### Text section
= = =
On music

October 6, 2008

The late Curtis Mayfield integrated music and message in a way that changed history. Four-plus decades after achieving renown, his talent shines in the film Movin’ On Up: The Music and Message of Curtis Mayfield and the Impressions (Reelin’ in the Years Productions). More than a documentary, Movin’ On Up presents 22 complete songs, along with interviews.

A native of Chicago, Mayfield proved a hot commodity at a young age, penning such hits as “The Monkey Time” for Major Lance and “Gypsy Woman” for Brian Hyland. That gave him room to stretch his wings, releasing “Keep On Pushing” in 1964 as part of the vocal trio the Impressions. That song is widely regarded as the first to rally the civil rights movement.

The following year he penned “People Get Ready,” a gospel-tinged ballad that stresses heavenly equality beyond worldly divisions. Martin Luther King Jr. adopted it in 1966 for his Chicago campaign.

But not everyone got it—or if they did, they tried to neuter it. An awkward the clip from Dick Clark Show depicts Mayfield singing “People Get Ready” standing behind the wheel of a small pleasure boat, flanked by bandmates Fred Cash and Sam Gooden. Behind them, a white couple grins as if posing for a tourist photo.

The documentary, which includes interviews with Mayfield before the 1990 accident that left him paralyzed—he was hit by stage lighting at an outdoor concert—follows his trajectory from civil rights icon to funk music visionary. Mayfield left the Impressions in 1970 and two years later released the soundtrack for Superfly, which anchored a blaxploitation film about drug dealing and street crime. Many got the wrong message from songs such as “Pusherman” and “Freddie’s Dead.” As Mayfield’s widow puts it, “He did a good way of expressing that if you live by the gun, you die by the gun.”
= = =
### Data provided
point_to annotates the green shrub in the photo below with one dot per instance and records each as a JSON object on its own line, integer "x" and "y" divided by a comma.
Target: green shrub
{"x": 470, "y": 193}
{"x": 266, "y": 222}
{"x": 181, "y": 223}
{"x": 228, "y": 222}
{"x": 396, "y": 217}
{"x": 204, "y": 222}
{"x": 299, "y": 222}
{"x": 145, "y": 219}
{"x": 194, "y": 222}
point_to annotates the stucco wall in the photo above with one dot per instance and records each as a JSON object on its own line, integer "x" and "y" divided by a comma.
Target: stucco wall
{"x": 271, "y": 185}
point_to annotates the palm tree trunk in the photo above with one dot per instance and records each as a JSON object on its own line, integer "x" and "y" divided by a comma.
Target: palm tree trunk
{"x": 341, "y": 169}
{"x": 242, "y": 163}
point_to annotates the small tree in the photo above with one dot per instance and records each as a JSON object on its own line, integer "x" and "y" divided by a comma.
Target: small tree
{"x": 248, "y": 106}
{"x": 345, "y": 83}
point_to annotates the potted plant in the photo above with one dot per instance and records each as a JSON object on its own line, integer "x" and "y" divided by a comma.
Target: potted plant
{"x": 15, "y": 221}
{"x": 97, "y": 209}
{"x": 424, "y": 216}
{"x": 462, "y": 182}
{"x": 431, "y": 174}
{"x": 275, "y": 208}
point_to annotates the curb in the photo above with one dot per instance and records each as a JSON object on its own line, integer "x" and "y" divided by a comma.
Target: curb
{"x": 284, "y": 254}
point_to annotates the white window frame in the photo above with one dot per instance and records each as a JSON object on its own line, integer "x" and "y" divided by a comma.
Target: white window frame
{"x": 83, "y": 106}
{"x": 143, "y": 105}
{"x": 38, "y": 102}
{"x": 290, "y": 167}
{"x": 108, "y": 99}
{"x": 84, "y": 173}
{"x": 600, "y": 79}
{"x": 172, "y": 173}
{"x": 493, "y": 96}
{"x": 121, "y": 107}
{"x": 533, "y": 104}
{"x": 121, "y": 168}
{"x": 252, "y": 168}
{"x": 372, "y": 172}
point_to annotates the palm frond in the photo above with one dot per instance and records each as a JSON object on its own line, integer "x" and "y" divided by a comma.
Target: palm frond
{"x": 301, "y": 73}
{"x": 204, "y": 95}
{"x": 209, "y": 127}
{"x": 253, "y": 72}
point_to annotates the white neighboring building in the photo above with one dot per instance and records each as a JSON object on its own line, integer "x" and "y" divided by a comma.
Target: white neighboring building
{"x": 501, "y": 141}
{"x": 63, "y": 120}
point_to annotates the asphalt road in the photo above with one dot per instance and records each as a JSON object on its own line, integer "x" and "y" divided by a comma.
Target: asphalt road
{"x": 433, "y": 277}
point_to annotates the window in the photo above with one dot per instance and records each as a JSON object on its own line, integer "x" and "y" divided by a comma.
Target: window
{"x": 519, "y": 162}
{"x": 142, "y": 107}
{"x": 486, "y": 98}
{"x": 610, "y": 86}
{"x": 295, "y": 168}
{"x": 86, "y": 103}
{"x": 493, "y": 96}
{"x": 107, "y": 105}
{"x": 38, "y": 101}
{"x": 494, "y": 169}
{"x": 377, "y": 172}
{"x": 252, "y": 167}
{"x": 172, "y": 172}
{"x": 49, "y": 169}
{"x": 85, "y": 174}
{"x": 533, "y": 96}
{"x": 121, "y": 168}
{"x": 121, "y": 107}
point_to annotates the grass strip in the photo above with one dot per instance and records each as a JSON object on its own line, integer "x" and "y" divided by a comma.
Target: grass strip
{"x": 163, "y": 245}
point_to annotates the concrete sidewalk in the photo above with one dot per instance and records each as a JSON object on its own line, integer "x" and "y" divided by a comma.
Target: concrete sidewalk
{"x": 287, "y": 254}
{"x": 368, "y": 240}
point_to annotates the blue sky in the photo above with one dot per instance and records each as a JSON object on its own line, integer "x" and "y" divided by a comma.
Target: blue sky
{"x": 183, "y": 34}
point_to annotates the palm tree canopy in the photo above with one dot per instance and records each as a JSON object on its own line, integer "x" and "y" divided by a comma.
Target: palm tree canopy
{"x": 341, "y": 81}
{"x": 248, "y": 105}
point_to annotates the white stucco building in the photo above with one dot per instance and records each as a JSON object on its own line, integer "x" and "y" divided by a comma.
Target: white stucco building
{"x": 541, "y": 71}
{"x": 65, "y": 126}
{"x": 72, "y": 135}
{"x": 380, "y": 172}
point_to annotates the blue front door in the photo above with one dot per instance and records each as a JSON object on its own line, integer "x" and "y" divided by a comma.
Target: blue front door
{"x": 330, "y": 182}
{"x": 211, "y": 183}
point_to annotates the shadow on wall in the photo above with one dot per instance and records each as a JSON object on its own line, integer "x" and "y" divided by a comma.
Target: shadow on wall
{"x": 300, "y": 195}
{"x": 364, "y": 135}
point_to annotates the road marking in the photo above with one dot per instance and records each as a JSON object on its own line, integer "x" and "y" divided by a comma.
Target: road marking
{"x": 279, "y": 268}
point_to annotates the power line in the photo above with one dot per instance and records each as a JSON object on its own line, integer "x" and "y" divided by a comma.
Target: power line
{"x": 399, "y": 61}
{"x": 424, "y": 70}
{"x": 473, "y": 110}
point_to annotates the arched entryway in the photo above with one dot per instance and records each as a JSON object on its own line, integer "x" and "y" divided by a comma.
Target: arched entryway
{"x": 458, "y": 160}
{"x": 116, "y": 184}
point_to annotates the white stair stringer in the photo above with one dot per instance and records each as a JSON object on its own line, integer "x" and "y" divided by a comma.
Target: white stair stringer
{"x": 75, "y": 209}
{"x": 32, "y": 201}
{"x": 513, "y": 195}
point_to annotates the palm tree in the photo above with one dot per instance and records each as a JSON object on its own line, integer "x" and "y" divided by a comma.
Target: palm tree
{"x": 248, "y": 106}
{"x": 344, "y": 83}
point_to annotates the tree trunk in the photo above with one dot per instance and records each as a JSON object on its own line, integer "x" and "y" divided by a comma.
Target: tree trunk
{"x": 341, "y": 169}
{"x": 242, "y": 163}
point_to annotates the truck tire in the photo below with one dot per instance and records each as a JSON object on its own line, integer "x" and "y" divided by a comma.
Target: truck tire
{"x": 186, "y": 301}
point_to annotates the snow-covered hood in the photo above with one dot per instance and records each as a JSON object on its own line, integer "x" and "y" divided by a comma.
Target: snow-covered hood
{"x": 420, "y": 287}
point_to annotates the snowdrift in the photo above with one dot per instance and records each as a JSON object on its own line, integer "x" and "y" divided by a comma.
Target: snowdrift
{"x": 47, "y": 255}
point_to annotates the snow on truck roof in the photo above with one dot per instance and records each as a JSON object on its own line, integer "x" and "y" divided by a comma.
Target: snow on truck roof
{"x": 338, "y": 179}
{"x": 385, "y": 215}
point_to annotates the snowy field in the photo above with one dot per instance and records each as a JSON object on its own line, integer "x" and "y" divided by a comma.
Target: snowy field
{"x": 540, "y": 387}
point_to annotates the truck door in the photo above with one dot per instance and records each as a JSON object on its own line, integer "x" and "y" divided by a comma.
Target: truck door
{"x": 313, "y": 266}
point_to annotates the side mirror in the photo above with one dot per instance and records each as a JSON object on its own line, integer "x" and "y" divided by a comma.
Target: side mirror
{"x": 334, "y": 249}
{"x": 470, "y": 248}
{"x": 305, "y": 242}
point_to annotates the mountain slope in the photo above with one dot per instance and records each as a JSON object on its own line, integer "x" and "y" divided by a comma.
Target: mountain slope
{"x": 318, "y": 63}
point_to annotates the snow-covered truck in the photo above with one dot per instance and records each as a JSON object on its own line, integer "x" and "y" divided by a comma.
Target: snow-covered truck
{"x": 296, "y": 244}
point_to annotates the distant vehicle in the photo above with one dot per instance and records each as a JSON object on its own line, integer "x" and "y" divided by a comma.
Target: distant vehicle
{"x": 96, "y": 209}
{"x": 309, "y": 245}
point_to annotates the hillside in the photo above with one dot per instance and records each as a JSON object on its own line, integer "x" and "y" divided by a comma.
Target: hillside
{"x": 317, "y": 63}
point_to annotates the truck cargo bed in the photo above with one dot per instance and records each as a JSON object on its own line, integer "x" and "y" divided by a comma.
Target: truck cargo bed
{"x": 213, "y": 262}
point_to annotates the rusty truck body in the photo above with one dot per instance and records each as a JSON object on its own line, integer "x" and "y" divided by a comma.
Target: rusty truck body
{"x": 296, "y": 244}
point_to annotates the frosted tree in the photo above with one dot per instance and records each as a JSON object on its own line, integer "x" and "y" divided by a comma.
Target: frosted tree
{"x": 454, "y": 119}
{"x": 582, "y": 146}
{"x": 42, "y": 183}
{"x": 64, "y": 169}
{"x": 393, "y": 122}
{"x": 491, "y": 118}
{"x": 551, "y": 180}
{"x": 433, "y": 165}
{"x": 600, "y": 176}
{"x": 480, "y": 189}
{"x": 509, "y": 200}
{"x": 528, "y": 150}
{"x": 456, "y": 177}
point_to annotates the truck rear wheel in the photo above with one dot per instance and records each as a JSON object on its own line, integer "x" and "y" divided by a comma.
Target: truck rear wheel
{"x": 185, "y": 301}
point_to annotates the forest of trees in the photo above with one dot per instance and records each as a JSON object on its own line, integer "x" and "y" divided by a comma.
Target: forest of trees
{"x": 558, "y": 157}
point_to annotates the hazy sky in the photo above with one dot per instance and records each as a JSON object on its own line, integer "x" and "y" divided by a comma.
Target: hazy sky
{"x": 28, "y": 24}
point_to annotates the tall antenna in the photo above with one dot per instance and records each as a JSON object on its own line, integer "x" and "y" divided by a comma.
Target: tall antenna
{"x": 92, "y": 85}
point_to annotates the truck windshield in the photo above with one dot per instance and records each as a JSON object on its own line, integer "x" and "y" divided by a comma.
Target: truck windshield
= = =
### Task requirements
Recast the paragraph of the Curtis Mayfield article that begins "A native of Chicago" as a bulleted list of its main facts.

### Solution for this problem
- Mayfield, a Chicago native, was in demand at a young age.
- He wrote hits such as "The Monkey Time" for Major Lance and "Gypsy Woman" for Brian Hyland.
- That success gave him room to stretch his wings.
- In 1964 he released "Keep On Pushing" as part of the vocal trio the Impressions.
- The song is widely regarded as the first to rally the civil rights movement.